Study text =>
A total of 122 eyes with short ALs that is lower than 22 mm of 122 patients who underwent phacoemulsification surgery with the same type of IOL implantation were included in this retrospective study. The biometric values of the patients were obtained by using optical low coherence reflectometry (OLCR) for six formulas involving Hoffer Q, SRK-T, Haigis, Barett Universal II, Holladay 2 and Hill-RBF. All patients had a postoperative best corrected visual acuity level that is equal or higher than 20/40. While comparing the accuracy of these six IOL calculation formulas, the mean absolute error (MAE), and the median absolute error (MedAE) values were taken into account.

Results

The MAE values for Hoffer Q, SRK-T, Haigis, Holladay 2, Hill-RBF and Barrett Universal II formulas were 0.390, 0.390, 0.324, 0.327, 0.331 and 0.208 respectively. Also the rank of MedAE values for the mentioned formulas was 0.245, 0.310, 0.310, 0.250, 0.255 and 0.190. The lowest MAE and MedAE value was found in Barrett Universal II formula, whereas the highest one was in the SRK/T formula with a statistical significance (p<0.001). After Bonferroni correction, there were no statistically significant difference between Barret Universal II formula and the other formulas except SRK/T (p>0.01). Three patients (2.5%) were in the ±0.75 D range, 15 patients (12.3%) were in the ±0.50 D, and the remaining 104 (85.2%) patients were in the ±0.25 D at the first month follow-up.

Conclusions

Although Barrett Universal II appears to be the most accurate IOL calculation formula, third, fourth and other newer generation formulas have also a good predictive value for accurate estimation of IOL power in short eyes.

What you need to do =>
A: In the study text on IOL calculation formulas for short eyes, what method was used to obtain the patients' biometric values?
B: Extend the study text on IOL calculation formulas for short eyes, starting after its final sentence.

Material provided =>
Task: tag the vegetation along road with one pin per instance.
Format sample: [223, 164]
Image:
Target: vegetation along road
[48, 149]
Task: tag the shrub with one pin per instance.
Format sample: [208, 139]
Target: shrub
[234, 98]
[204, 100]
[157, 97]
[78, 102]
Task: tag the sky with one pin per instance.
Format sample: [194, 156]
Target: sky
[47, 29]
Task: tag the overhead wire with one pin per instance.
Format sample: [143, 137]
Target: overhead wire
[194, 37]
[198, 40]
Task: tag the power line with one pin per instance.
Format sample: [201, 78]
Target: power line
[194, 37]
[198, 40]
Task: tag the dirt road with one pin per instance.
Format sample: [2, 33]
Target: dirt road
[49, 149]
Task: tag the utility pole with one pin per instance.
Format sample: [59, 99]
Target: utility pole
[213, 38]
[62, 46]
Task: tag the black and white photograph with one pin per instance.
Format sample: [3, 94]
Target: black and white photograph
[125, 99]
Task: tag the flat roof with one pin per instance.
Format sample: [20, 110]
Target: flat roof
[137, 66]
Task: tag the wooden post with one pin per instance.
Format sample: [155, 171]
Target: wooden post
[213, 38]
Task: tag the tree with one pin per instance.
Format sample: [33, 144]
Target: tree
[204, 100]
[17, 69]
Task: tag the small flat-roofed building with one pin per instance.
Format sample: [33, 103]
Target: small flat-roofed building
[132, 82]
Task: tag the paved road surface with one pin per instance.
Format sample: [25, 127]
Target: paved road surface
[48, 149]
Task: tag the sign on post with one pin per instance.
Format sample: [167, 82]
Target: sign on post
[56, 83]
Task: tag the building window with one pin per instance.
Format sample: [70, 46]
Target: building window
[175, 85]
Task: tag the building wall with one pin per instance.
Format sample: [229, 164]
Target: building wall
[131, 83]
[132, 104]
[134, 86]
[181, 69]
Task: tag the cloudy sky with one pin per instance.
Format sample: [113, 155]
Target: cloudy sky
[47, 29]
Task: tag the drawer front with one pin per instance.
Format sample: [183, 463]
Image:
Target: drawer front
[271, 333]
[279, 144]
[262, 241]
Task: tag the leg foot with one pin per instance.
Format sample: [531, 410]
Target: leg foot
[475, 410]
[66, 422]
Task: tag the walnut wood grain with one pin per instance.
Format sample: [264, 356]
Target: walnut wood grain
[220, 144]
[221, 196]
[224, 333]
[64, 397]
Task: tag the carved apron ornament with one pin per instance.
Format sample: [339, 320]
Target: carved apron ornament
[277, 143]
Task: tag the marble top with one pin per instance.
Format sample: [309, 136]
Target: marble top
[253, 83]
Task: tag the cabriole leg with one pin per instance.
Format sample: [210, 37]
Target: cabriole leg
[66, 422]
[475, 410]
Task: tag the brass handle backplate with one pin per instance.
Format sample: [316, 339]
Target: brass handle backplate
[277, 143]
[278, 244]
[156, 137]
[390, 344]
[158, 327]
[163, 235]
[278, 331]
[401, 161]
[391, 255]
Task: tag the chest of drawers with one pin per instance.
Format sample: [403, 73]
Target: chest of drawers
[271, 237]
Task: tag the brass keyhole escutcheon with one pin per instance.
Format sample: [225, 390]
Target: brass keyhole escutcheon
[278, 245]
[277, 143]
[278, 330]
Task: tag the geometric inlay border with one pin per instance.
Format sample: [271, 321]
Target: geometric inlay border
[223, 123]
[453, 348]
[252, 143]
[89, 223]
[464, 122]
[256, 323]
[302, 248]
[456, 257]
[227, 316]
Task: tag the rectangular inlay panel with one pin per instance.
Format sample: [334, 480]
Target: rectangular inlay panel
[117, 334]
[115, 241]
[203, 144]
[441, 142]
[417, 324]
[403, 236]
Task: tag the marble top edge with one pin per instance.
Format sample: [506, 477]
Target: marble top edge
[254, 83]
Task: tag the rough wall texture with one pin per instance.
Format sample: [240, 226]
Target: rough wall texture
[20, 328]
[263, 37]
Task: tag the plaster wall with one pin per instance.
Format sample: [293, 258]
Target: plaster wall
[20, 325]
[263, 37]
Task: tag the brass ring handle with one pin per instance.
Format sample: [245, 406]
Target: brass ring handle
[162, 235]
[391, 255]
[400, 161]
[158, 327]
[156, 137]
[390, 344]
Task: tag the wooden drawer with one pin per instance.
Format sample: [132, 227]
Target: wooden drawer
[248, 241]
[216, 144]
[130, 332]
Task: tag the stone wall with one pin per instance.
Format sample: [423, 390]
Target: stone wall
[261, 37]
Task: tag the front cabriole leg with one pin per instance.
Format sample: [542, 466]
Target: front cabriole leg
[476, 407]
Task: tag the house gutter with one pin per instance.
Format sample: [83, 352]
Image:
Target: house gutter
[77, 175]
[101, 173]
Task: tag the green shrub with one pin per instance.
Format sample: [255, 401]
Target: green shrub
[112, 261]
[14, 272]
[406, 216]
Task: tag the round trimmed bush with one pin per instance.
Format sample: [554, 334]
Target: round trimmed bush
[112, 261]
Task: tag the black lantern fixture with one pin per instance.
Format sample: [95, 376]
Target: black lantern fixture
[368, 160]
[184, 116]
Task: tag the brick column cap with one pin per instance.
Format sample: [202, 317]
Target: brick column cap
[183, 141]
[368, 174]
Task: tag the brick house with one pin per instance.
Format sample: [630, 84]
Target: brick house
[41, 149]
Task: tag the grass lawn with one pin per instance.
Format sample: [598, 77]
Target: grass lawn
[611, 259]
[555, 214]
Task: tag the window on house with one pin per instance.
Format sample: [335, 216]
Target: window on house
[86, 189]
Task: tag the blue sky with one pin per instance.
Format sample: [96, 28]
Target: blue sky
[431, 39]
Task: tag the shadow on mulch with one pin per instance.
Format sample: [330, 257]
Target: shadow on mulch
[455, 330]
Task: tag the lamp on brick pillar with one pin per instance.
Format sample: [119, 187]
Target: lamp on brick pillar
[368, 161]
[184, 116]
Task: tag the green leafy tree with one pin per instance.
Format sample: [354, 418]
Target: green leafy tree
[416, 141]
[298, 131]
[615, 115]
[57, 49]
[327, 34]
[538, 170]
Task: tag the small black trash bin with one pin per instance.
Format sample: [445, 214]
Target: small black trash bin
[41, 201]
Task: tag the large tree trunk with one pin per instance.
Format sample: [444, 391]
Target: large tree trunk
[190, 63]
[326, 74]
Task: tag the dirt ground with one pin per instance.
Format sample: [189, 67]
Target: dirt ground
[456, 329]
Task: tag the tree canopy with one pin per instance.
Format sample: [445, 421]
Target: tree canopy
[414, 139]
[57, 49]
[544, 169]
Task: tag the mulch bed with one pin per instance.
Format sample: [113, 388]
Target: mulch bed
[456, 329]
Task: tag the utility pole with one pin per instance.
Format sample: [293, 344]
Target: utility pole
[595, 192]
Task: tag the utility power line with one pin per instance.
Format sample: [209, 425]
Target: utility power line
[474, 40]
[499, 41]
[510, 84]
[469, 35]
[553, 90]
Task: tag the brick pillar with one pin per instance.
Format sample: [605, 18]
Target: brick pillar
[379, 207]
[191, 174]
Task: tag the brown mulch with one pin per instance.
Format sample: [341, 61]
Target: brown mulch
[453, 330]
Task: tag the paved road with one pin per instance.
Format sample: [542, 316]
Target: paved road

Answers to each task =>
A: Optical low coherence reflectometry (OLCR).

B:
Background

The lens extraction and IOL implantation surgery is performed either for removing the lens opasification, or for the purpose of refractive correction in subjects who are not suitable for keratorefractive approach. The combined advances in the surgical technique, and IOL desing such as small insicion cataract surgery with an implantation of aspheric monofocal, toric or multifocal IOL have increased the refractive outcomes for quality of vision. In uncomplicated lenticular surgery, there may be two main factors effecting the postoperatif good visual acuity. The first one is the surgical factor that may involve for example the site, and the width of the corneal insicion, and the second factor is the detection of the postoperatif accurate IOL power. Although first factor partially depends on the experience of the surgeon, the second one seems to be more predictable, if the proper IOL power is selected for the surgery.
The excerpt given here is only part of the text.